begin SOURCE RECORDS
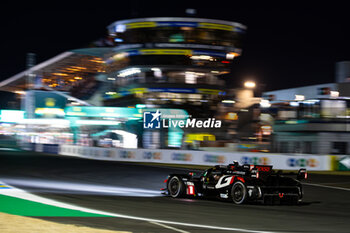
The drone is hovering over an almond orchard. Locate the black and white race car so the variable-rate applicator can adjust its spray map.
[163,162,307,204]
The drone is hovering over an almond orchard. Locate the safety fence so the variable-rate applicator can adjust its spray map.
[18,143,344,171]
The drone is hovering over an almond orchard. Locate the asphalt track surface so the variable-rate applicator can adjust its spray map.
[0,151,350,233]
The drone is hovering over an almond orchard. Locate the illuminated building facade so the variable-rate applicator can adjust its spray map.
[104,18,246,117]
[0,18,246,148]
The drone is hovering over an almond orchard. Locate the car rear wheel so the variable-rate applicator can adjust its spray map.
[168,176,185,197]
[231,181,247,205]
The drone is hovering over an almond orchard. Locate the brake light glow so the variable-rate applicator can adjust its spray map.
[187,185,194,195]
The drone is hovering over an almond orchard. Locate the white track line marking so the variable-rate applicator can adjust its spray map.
[149,222,190,233]
[0,180,277,233]
[303,183,350,191]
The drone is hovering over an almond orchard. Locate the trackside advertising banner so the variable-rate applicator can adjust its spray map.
[58,145,331,171]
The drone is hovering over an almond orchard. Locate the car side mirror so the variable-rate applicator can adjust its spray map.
[297,168,307,180]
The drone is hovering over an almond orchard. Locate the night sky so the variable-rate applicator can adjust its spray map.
[0,0,350,91]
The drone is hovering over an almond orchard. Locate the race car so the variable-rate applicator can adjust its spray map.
[162,162,307,204]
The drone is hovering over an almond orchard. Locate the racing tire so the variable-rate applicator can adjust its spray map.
[167,176,185,198]
[231,181,248,205]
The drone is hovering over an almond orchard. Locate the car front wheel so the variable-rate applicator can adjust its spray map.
[168,176,185,197]
[231,181,247,205]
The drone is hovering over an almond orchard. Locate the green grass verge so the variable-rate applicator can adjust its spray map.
[0,195,109,217]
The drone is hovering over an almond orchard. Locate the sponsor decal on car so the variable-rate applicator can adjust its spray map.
[119,150,135,159]
[241,156,270,165]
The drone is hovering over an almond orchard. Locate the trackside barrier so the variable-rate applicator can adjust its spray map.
[58,145,332,171]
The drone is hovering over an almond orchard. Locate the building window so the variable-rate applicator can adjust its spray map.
[331,142,348,155]
[279,142,289,153]
[303,142,312,154]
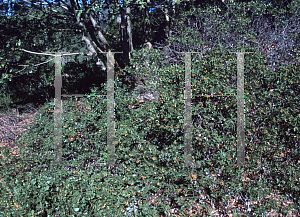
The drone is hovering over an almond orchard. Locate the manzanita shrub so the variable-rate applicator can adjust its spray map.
[0,43,300,216]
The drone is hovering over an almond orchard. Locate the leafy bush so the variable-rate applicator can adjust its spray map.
[0,41,300,216]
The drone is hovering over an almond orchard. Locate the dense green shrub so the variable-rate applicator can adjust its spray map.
[0,0,300,216]
[1,42,299,216]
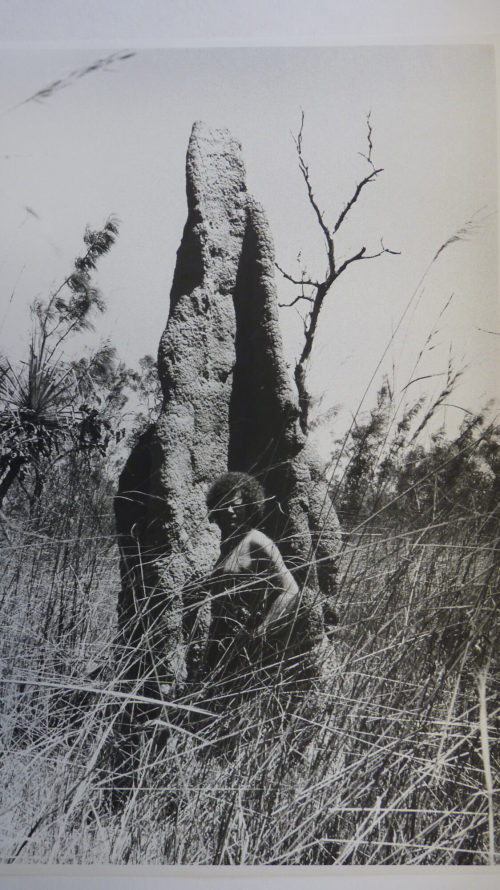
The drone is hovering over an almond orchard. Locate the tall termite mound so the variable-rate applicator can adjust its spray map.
[115,123,339,683]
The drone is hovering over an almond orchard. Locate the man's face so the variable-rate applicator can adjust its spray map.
[212,491,247,538]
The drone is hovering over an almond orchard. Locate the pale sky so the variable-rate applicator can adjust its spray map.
[0,44,500,444]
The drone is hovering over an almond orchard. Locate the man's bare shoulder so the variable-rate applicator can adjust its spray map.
[247,528,278,557]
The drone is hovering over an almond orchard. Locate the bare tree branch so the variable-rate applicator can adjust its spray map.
[274,263,319,287]
[278,294,314,309]
[276,111,399,432]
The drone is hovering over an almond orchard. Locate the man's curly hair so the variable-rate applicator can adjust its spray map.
[206,473,266,525]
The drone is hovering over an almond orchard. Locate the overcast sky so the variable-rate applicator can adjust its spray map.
[0,45,500,444]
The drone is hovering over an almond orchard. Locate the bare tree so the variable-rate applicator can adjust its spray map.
[276,112,399,432]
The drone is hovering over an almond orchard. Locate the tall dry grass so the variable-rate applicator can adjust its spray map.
[0,464,500,865]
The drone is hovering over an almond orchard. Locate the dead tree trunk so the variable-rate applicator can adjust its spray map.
[115,123,339,687]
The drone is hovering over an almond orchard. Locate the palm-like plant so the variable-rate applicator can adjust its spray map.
[0,219,118,506]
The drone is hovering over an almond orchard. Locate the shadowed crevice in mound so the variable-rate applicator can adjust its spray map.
[115,124,339,685]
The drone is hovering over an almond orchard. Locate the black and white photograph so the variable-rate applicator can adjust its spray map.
[0,1,500,880]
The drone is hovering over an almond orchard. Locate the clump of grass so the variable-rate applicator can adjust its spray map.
[2,468,499,865]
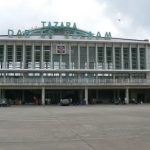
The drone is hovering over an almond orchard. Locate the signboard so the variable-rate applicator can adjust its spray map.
[8,21,112,40]
[56,45,66,54]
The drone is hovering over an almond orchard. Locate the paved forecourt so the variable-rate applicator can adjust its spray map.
[0,104,150,150]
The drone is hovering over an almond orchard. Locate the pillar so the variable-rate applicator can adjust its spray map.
[129,44,132,70]
[84,88,88,105]
[22,42,25,69]
[3,43,7,69]
[42,87,45,105]
[112,44,116,69]
[86,44,90,69]
[40,43,44,69]
[78,44,80,69]
[95,44,98,69]
[121,44,124,70]
[13,43,16,69]
[137,44,141,70]
[125,88,129,104]
[31,43,35,69]
[104,43,108,69]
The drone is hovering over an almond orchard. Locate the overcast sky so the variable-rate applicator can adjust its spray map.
[0,0,150,39]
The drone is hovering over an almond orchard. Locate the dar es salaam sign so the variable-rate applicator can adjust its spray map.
[8,21,112,40]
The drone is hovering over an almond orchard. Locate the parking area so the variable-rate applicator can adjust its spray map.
[0,104,150,150]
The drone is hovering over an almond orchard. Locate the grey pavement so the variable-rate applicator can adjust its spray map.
[0,104,150,150]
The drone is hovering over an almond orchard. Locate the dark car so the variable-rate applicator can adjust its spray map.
[60,98,72,106]
[0,98,10,107]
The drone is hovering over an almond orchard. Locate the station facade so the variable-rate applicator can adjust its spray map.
[0,23,150,105]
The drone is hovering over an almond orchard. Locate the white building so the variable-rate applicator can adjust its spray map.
[0,23,150,104]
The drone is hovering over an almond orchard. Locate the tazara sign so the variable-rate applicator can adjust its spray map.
[8,21,112,40]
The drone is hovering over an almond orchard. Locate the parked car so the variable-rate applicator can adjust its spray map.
[0,98,10,107]
[60,99,72,106]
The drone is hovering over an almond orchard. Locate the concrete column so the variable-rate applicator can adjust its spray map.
[129,44,132,70]
[104,43,107,69]
[13,42,16,69]
[84,87,88,105]
[145,44,149,69]
[95,44,98,69]
[137,44,140,70]
[125,88,129,104]
[42,87,45,105]
[41,42,44,69]
[78,44,80,69]
[121,44,124,70]
[32,43,35,69]
[22,42,25,69]
[112,44,116,69]
[86,44,89,69]
[69,43,72,69]
[51,43,53,69]
[4,43,7,69]
[59,54,62,69]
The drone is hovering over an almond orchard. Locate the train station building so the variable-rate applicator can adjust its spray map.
[0,21,150,105]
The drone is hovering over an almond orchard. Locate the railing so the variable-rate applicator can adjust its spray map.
[0,77,150,86]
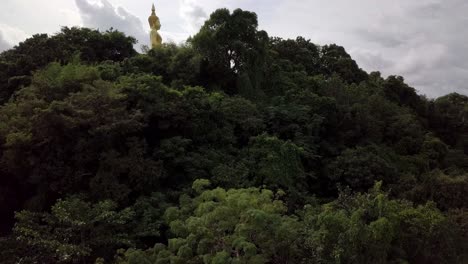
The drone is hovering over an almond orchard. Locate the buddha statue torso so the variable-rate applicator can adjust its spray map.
[148,5,162,48]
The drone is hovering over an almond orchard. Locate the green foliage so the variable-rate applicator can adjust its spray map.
[117,180,299,263]
[13,197,134,263]
[0,6,468,264]
[304,183,464,263]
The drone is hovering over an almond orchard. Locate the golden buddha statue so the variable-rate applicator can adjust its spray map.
[148,4,162,49]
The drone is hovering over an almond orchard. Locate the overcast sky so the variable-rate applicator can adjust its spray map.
[0,0,468,97]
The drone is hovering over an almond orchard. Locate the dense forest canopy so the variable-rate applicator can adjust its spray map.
[0,9,468,264]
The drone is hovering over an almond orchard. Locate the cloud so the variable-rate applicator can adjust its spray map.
[0,31,11,52]
[179,0,208,34]
[0,23,28,52]
[75,0,149,46]
[265,0,468,97]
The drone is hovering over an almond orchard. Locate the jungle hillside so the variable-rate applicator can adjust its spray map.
[0,9,468,264]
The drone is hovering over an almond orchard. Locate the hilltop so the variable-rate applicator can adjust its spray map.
[0,9,468,264]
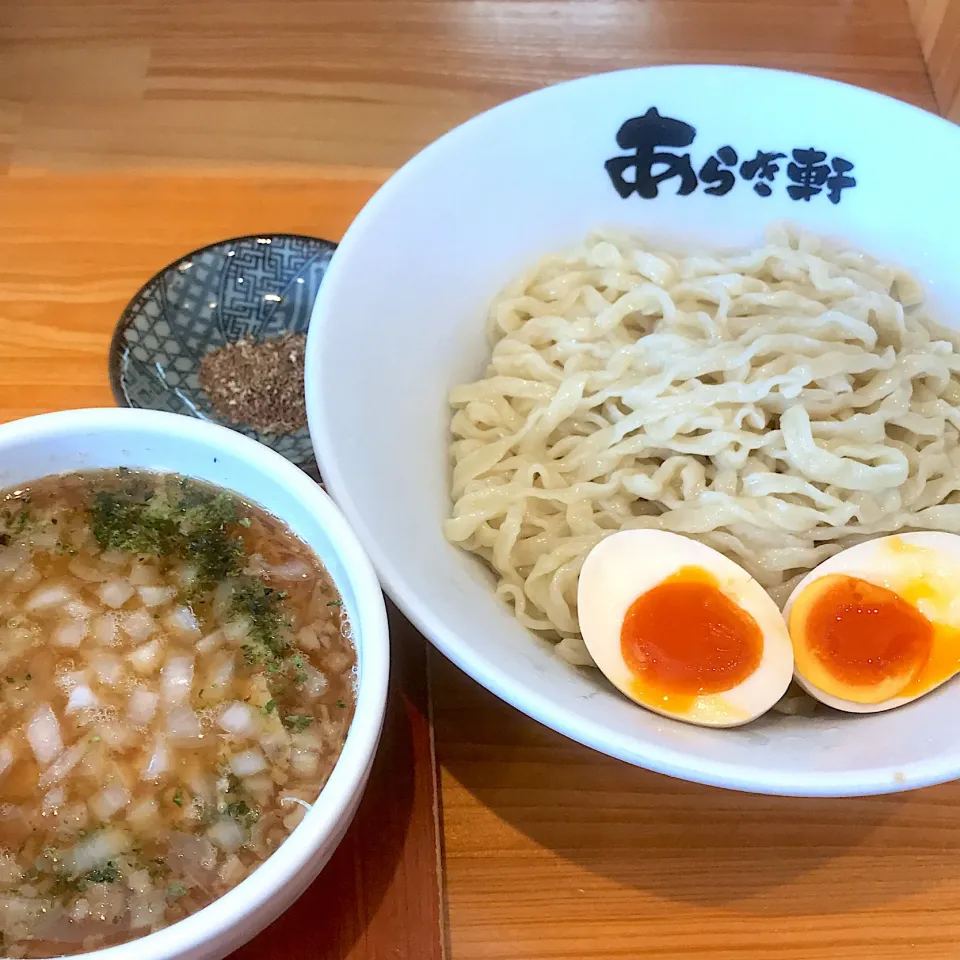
end SOURCE RECORDS
REQUIRED TASK:
Render everything from the start of the material above down through the line containing "[0,151,350,233]" as a JSON list of strings, one string per line and no blank lines. Leave the pictures out.

COMPLETED TASK:
[
  "The drone is hovering over an almond orchard. Locate the black and white race car so the variable-rate applicator can adjust its spray map.",
  "[163,162,307,204]",
  "The drone is hovering over an almond orchard. Locate the safety fence so the variable-rate applicator can adjust its spray map.",
  "[18,143,344,171]",
  "The drone is hovering over an almond orchard. Locate the asphalt track surface so the variable-rate applicator can adjust its spray map.",
  "[0,151,350,233]"
]